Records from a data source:
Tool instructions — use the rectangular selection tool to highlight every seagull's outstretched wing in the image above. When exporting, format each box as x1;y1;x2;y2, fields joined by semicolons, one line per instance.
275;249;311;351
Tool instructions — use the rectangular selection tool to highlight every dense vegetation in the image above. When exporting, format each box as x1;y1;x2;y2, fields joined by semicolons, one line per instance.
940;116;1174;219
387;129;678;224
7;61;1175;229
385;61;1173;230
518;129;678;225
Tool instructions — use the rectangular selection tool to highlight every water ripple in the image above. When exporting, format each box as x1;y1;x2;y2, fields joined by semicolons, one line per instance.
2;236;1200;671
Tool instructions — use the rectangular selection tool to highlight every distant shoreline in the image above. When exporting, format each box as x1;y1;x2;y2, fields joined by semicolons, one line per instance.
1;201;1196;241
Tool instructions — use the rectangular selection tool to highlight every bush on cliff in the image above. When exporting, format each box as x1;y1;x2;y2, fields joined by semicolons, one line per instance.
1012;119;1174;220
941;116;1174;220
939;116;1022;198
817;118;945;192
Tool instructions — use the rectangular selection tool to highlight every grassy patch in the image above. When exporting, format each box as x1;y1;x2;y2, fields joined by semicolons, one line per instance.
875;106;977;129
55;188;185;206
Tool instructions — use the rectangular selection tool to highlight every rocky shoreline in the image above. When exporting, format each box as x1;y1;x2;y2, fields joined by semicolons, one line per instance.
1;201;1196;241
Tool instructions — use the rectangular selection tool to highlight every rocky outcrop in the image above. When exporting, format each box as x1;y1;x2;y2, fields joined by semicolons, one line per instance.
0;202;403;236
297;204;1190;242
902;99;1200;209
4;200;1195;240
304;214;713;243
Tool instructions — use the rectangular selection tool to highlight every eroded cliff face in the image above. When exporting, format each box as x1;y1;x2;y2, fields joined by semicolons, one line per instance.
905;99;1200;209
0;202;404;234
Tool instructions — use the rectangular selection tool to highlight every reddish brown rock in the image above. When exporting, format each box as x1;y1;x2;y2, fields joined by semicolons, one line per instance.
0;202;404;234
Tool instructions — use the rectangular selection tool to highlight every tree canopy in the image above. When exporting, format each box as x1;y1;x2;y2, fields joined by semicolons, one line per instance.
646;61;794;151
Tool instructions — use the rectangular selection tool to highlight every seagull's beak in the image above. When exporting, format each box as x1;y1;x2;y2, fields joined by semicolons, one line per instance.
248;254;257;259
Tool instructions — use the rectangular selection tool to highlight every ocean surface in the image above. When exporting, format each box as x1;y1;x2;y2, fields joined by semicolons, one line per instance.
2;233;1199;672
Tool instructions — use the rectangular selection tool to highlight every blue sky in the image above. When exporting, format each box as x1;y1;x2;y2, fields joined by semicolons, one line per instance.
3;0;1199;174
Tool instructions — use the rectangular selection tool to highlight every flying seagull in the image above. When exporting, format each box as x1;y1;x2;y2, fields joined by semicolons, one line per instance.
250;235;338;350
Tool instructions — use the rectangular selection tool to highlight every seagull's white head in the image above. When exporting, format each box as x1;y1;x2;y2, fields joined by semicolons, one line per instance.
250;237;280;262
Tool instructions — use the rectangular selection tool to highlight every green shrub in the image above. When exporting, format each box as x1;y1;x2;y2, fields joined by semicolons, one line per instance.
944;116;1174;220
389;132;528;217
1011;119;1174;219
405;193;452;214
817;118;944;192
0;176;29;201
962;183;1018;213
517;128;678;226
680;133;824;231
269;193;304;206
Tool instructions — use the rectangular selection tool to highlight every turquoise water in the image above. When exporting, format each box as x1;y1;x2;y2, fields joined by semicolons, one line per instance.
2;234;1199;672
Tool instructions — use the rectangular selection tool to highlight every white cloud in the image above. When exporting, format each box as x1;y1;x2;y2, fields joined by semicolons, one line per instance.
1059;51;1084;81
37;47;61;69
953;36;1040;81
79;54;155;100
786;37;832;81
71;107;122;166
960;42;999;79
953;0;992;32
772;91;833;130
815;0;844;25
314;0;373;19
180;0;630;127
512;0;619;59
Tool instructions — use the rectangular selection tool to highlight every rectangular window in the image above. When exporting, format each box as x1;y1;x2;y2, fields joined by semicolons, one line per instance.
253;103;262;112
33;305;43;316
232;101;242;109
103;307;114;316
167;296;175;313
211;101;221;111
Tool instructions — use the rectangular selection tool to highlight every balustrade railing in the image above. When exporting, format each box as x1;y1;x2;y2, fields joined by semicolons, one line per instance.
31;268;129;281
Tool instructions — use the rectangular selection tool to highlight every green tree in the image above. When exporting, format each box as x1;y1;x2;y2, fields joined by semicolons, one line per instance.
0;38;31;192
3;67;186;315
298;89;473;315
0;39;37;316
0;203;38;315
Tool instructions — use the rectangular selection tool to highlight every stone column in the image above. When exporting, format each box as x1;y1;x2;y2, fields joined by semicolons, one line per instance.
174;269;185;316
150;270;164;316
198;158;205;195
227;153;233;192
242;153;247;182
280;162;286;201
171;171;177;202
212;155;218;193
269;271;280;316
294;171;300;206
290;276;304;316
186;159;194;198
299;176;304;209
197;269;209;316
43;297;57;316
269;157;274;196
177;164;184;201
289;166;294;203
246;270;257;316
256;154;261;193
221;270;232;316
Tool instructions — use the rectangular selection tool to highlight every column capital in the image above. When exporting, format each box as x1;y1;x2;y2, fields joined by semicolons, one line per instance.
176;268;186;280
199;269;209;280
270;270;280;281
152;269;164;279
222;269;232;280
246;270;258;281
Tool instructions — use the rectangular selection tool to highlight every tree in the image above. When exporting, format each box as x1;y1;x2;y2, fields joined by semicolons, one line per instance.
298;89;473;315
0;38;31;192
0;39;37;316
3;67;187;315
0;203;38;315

• THE PROBLEM:
In the answer, each line of the data must appear exactly as written.

• PROBLEM SOLUTION:
Tool instructions — use the rectangular selection tool to highlight every seagull's outstretched wing in the image above. When exporting, format each box as x1;y1;x2;y2, fields joined by semicolons, one line per instance.
275;249;311;351
Tool instructions — use the rectangular selection tool to highlight every dense vegetation in the image above. When exporting, format each box as x1;y1;x2;y2, fields joined by semicolons, one line per instance.
940;116;1174;219
387;129;678;224
7;61;1175;229
385;61;1173;230
518;129;678;225
Tool instructions — use the rectangular selection tool to highlight every water ripple in the image above. When exporting, format each box as x1;y1;x2;y2, fields joined by semicolons, one line per instance.
2;236;1200;671
Tool instructions — use the rectangular selection tool to highlight every distant shoreline in the image above. When exporting, format each box as x1;y1;x2;y2, fields joined by semicolons, one line per instance.
1;201;1196;241
Tool instructions — use the rectangular selection tool to highlight every bush on cliff in the image above. When exporting, format each box as x1;y1;x2;y2, fields joined by semicolons, one line per instance.
1012;119;1174;220
941;116;1174;220
939;116;1022;198
817;118;945;192
Tool instructions — use the rectangular selection tool to highlight every grassy patch in the image above. When exporting, format each box as x1;y1;x2;y2, fields joined by semicolons, one line per instance.
875;106;977;129
55;188;185;206
Tool instructions — use the rectangular selection tool to highlight every rocky shoreline in the image above. When exporting, format each box as x1;y1;x2;y2, fields joined by semicolons, one line per instance.
1;201;1196;241
Tool instructions — use the rectangular selection tool to highlight every rocky outcrop in the image above. When exporting, format each box as x1;y1;x2;y2, fields joined by semicolons, one line per instance.
0;202;403;236
297;204;1190;242
902;99;1200;209
4;200;1195;240
304;214;713;243
Tool instructions — use the rectangular selection tool to highlight every eroded cliff face in the image above. When exporting, format each box as x1;y1;x2;y2, fields joined by semicolons, one line per instance.
905;99;1200;209
0;202;404;234
Tool instructions — use the rectangular selection tool to highlight every reddish brown rock in the image above. When exporting, format each box as x1;y1;x2;y2, fields joined by semicolons, one line per instance.
0;202;404;234
Tool instructions — use the rectangular selection tool to highlight every tree canopy in the image above. When exporting, format each box as x1;y1;x2;y2, fields joined by semicolons, one line per instance.
646;61;794;151
Tool instructions — use the rectangular selection tool to highlight every seagull's beak in the image above. When exporting, format each box as x1;y1;x2;y2, fields joined by semicolons, one line per instance.
248;254;257;259
Tool instructions — use the rectangular selection tool to highlight every ocean surface in the image above. When exporting, format each box as x1;y1;x2;y2, fields joined by semicolons, one line per instance.
2;233;1199;672
Tool instructions — use the rectangular selection tool to highlight every blue sky in the image above. When exporting, format each box as x1;y1;x2;y2, fields joined by semicolons, one line per instance.
3;0;1199;174
Tool instructions — use the rectangular selection tool to highlight every flying seagull in the image above. When exporting, format each box as x1;y1;x2;y2, fields joined by semicolons, one line per instance.
250;235;338;350
Tool instructions — use the rectangular selection tool to highlight every seagull's white head in the image above. When exporting, format each box as x1;y1;x2;y2, fields joined by semicolons, one line per instance.
250;237;280;262
Tool instructions — use the rectangular selection tool to highlight every green shrub in the image above. When exporting, format each box as x1;y1;x2;y2, fields joined by semicolons, one line per instance.
944;116;1174;220
389;132;528;217
1011;119;1174;219
405;193;452;214
817;118;944;192
0;176;29;201
962;183;1018;213
517;128;678;226
680;133;824;231
269;193;304;206
Tool instructions — use the rectangular selection tool to highlight every turquoise water in the image above. When exporting, format each box as x1;y1;x2;y2, fields joined by semicolons, one line per instance.
2;234;1199;672
Tool instructions — use the rectangular selection tool to highlight every white cloud in the image above. When exporting, format each box as x1;y1;x2;y2, fields joined by semicolons, one line per instance.
1059;51;1084;81
37;47;61;69
953;36;1040;81
79;54;155;100
786;37;832;81
71;107;122;166
960;42;999;79
953;0;992;32
772;91;833;130
815;0;844;25
314;0;373;19
180;0;630;127
512;0;619;59
Tool instructions — use the rectangular selection tool to highlight every rectangular window in the image above. When exporting, format each box as x1;y1;x2;y2, fields joined by semicolons, one line per instance.
253;103;262;112
33;305;43;316
232;101;242;109
103;307;114;316
167;296;175;313
211;101;221;111
Tool instructions — use the rectangular selection tool to highlight every balustrade railing in the image above. When exporting, format each box as x1;y1;x2;y2, fields joined by semicolons, one line per instance.
31;268;129;281
Tool instructions — use the rectangular selection tool to highlight every green tree in the image above. When exporting, format each box as x1;y1;x2;y2, fields joined by semicolons, one line per instance.
0;38;31;192
3;67;186;315
298;89;473;315
0;39;37;316
0;203;38;315
Tool instructions — use the rectangular selection tool to highlight every stone column in the image above. When exporting, format each box as x1;y1;x2;y2, fields joined by semicolons, one line per instance.
174;269;185;316
150;270;164;316
198;158;205;195
227;153;233;192
242;153;247;182
280;162;286;201
171;171;177;202
212;155;218;193
269;271;280;316
294;171;300;206
290;276;304;316
186;159;194;198
299;176;304;209
197;269;209;316
43;297;57;316
269;157;274;196
177;164;184;201
289;166;294;203
246;270;257;316
256;154;261;193
221;270;232;316
Tool instructions — use the rectangular selection tool to highlight every column capital in the image above. When exporting, format each box as x1;y1;x2;y2, fields joined by semicolons, one line per instance.
176;268;186;280
199;269;209;280
270;270;280;281
152;269;164;279
222;269;232;280
246;270;258;281
Tool instructions — use the rectangular selection tool to highlight every tree in the image above. When exporting, format each box as x1;y1;x2;y2, fields joined by semicolons, one line per instance.
298;89;473;315
0;38;31;192
0;39;37;316
3;67;187;315
0;203;38;315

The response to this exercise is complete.